取り組む課題: すべての項目の行に出てくる「white t-shirt」を「white shirt」に置き換えて更新し、ほかの部分は一切変えずに各行を書き直してください。

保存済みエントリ
....................
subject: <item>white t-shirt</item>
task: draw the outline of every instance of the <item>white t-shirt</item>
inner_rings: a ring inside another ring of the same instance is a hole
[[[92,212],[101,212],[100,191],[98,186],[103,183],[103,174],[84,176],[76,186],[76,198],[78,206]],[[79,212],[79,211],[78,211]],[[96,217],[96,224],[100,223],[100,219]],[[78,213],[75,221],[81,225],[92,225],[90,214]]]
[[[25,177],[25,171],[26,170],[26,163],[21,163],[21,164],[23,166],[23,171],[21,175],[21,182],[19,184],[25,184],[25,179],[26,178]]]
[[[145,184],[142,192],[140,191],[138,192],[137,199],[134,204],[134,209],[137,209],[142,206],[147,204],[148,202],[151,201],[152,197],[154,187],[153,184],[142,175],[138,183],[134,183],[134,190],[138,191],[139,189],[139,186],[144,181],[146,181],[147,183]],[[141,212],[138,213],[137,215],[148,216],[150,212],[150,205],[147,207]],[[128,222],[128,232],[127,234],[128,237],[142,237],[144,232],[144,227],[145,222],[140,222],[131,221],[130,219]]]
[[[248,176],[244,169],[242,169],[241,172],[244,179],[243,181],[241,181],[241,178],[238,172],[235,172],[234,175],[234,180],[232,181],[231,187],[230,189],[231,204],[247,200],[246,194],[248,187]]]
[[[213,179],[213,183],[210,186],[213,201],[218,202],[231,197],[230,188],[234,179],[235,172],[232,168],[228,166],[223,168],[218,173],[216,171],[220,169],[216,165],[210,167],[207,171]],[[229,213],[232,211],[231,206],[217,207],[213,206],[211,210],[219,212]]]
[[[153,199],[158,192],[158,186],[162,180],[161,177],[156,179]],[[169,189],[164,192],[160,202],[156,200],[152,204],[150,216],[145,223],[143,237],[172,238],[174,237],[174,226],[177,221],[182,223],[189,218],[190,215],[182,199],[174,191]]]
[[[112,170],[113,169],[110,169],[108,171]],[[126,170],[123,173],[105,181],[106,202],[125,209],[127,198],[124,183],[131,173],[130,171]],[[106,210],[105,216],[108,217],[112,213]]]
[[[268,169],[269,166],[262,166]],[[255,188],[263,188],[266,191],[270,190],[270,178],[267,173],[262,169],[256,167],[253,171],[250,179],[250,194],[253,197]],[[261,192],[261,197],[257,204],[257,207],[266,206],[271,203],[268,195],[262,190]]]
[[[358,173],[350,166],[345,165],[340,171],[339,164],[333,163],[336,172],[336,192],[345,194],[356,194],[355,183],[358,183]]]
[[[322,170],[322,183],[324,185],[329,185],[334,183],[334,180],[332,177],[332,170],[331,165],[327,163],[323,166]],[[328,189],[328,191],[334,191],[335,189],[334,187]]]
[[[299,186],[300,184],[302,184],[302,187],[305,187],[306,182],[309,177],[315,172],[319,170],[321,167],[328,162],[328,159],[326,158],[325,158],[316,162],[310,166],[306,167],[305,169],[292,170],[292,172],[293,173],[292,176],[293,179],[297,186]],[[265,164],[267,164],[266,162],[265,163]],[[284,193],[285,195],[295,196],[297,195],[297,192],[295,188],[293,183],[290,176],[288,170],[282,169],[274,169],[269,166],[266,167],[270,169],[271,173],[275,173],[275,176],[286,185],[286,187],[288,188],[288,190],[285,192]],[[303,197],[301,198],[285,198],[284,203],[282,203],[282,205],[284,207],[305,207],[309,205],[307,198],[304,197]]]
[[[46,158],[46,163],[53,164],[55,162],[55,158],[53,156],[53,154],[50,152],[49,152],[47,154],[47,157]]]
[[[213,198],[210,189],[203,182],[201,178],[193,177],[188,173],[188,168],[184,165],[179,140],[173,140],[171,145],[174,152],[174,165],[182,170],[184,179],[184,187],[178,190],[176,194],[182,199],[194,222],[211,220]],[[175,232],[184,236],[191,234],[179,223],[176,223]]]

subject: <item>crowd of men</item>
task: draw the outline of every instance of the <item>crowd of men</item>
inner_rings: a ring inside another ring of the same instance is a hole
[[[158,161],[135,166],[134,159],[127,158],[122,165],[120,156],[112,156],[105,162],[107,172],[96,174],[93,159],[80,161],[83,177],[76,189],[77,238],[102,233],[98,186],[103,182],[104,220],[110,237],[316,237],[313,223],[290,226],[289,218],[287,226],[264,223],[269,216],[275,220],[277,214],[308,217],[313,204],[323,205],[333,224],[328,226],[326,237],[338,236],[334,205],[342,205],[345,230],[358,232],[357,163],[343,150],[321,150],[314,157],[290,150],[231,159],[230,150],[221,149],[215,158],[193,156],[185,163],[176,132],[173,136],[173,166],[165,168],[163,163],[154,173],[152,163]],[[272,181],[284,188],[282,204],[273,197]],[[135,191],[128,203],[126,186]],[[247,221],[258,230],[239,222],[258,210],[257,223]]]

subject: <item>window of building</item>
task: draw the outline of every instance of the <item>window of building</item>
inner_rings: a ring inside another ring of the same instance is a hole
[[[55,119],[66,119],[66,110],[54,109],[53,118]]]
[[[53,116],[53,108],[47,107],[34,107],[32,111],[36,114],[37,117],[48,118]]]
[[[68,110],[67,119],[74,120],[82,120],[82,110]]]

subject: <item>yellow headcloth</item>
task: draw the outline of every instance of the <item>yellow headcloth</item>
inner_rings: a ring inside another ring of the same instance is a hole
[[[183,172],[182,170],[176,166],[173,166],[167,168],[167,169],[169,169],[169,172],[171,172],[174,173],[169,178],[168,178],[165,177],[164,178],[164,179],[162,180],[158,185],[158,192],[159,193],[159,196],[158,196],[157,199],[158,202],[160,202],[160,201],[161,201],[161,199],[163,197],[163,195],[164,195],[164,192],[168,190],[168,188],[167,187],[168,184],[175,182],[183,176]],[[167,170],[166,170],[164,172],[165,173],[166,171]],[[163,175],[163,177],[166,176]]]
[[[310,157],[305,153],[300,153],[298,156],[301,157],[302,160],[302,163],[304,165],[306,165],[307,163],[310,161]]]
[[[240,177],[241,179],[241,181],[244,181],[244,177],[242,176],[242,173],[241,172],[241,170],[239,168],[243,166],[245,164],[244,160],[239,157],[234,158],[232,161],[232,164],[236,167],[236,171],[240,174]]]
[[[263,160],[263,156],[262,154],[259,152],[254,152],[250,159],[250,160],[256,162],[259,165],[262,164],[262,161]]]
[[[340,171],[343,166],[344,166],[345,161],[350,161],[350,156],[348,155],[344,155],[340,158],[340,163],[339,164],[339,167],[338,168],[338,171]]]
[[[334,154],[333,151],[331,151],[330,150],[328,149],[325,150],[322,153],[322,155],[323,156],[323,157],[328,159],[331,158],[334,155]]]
....................
課題への解答:
subject: <item>white shirt</item>
task: draw the outline of every instance of the <item>white shirt</item>
inner_rings: a ring inside another ring of the same instance is a hole
[[[92,212],[101,212],[100,191],[98,186],[103,183],[103,174],[84,176],[76,186],[76,198],[78,206]],[[79,212],[79,211],[78,211]],[[96,217],[96,224],[100,223],[100,219]],[[78,213],[75,221],[81,225],[92,225],[90,214]]]
[[[25,177],[25,171],[26,170],[26,163],[21,163],[21,164],[23,166],[23,171],[21,175],[21,182],[19,184],[25,184],[25,179],[26,178]]]
[[[145,184],[142,192],[140,191],[138,192],[137,199],[134,204],[134,209],[137,209],[142,206],[147,204],[148,202],[151,201],[152,197],[154,187],[153,184],[142,175],[138,183],[134,183],[134,190],[138,191],[139,189],[139,186],[144,181],[146,181],[147,183]],[[141,212],[138,213],[137,215],[148,216],[150,212],[150,205],[147,207]],[[128,222],[128,232],[127,234],[128,237],[142,237],[144,232],[144,227],[145,222],[140,222],[131,221],[130,219]]]
[[[248,176],[244,169],[242,169],[241,172],[244,179],[243,181],[241,181],[241,178],[238,172],[235,172],[234,175],[234,180],[232,181],[231,187],[230,189],[231,204],[247,200],[246,194],[248,187]]]
[[[213,179],[213,183],[210,186],[213,201],[218,202],[231,197],[230,188],[234,179],[235,172],[232,168],[228,166],[223,168],[218,173],[216,171],[220,169],[216,165],[210,167],[207,171]],[[229,213],[232,211],[231,206],[217,207],[213,206],[211,210],[219,212]]]
[[[153,199],[158,192],[158,186],[162,180],[161,177],[156,179]],[[169,189],[164,192],[160,202],[156,200],[152,204],[150,216],[145,223],[143,237],[172,238],[174,237],[174,226],[177,221],[182,223],[189,218],[190,215],[182,199],[174,191]]]
[[[112,170],[113,169],[110,169],[108,171]],[[126,170],[123,173],[105,181],[106,202],[125,209],[127,198],[124,183],[131,173],[130,171]],[[106,210],[105,216],[108,217],[112,213]]]
[[[268,169],[269,166],[262,166]],[[255,188],[263,188],[266,191],[270,190],[270,178],[267,173],[262,169],[256,167],[253,171],[250,179],[250,194],[253,197]],[[261,192],[261,197],[257,204],[257,207],[266,206],[271,203],[268,195],[262,190]]]
[[[358,173],[350,166],[345,165],[340,171],[339,164],[333,163],[336,172],[336,192],[345,194],[356,194],[355,183],[358,183]]]
[[[322,170],[322,183],[324,185],[329,185],[334,183],[334,180],[332,177],[332,170],[331,165],[327,163],[323,166]],[[328,189],[328,191],[334,191],[335,189],[334,187]]]
[[[299,186],[300,184],[302,184],[302,187],[305,187],[306,182],[309,177],[315,172],[319,170],[321,167],[328,162],[328,159],[326,158],[325,158],[316,162],[310,166],[306,167],[305,169],[292,170],[292,172],[293,173],[292,176],[293,179],[297,186]],[[265,164],[267,164],[266,162],[265,163]],[[284,193],[285,195],[295,196],[297,195],[297,192],[295,188],[293,183],[290,176],[288,170],[282,169],[274,169],[269,166],[266,167],[270,169],[271,173],[275,173],[275,176],[286,185],[286,187],[288,188],[288,190],[285,192]],[[303,197],[301,198],[285,198],[284,203],[282,203],[282,205],[284,207],[305,207],[309,205],[307,198],[304,197]]]
[[[46,158],[46,163],[53,164],[55,162],[55,158],[53,156],[53,154],[50,152],[49,152],[47,154],[47,157]]]
[[[213,198],[210,189],[203,182],[201,178],[193,177],[188,173],[188,168],[184,165],[179,140],[173,140],[171,145],[174,152],[174,165],[182,170],[184,179],[184,187],[178,190],[176,194],[182,199],[194,222],[211,220]],[[175,232],[184,236],[191,234],[179,223],[176,223]]]

subject: <item>crowd of men</item>
task: draw the outline of every instance of the <item>crowd of men</item>
inner_rings: a ring inside another ring of the same instance is a hole
[[[158,161],[135,166],[134,159],[127,158],[122,165],[120,156],[112,156],[105,162],[107,172],[96,174],[93,159],[80,161],[83,177],[76,189],[77,238],[102,233],[98,186],[103,182],[104,220],[110,237],[316,237],[313,223],[290,226],[289,218],[287,226],[264,223],[269,216],[275,220],[277,214],[308,217],[313,204],[323,205],[333,224],[328,226],[326,237],[338,236],[334,205],[342,205],[345,230],[358,232],[357,163],[343,150],[321,150],[314,157],[290,150],[231,159],[230,150],[221,149],[215,158],[193,156],[185,163],[176,132],[173,136],[173,166],[165,168],[163,163],[154,173],[152,163]],[[272,181],[284,188],[282,204],[273,197]],[[135,191],[128,203],[126,186]],[[247,221],[258,230],[239,222],[258,210],[257,223]]]

subject: <item>window of building</item>
task: draw the outline of every instance of the <item>window of building</item>
inner_rings: a ring inside another ring of the same instance is a hole
[[[55,119],[66,119],[66,110],[54,109],[53,118]]]
[[[53,116],[53,108],[47,107],[34,107],[32,111],[36,114],[37,117],[48,118]]]
[[[68,110],[67,119],[74,120],[82,120],[82,110]]]

subject: <item>yellow headcloth</item>
task: draw the outline of every instance of the <item>yellow headcloth</item>
inner_rings: a ring inside another ring of the same instance is a hole
[[[183,172],[182,170],[176,166],[173,166],[167,168],[167,169],[169,169],[169,172],[171,172],[174,173],[169,178],[168,178],[165,177],[164,178],[164,179],[162,180],[158,185],[158,192],[159,193],[159,196],[158,196],[157,199],[158,202],[160,202],[160,201],[161,201],[161,199],[163,197],[163,195],[164,195],[164,192],[168,190],[168,188],[167,187],[168,184],[175,182],[183,176]],[[167,170],[166,170],[164,172],[165,173],[166,171]],[[163,175],[163,177],[166,176]]]
[[[310,157],[305,153],[300,153],[298,156],[301,157],[302,160],[302,163],[304,165],[306,165],[307,163],[310,161]]]
[[[240,177],[241,179],[241,181],[244,181],[244,177],[242,176],[242,173],[241,172],[241,170],[239,168],[243,166],[245,164],[244,160],[239,157],[234,158],[232,161],[232,164],[236,167],[236,171],[240,174]]]
[[[263,160],[263,156],[262,154],[259,152],[254,152],[250,159],[250,160],[256,162],[259,165],[262,164],[262,161]]]
[[[340,171],[343,166],[344,166],[345,161],[350,161],[350,156],[348,155],[344,155],[340,158],[340,163],[339,164],[339,167],[338,168],[338,171]]]
[[[334,154],[333,151],[331,151],[330,150],[328,149],[325,150],[322,153],[322,155],[323,156],[323,157],[328,159],[331,158],[334,155]]]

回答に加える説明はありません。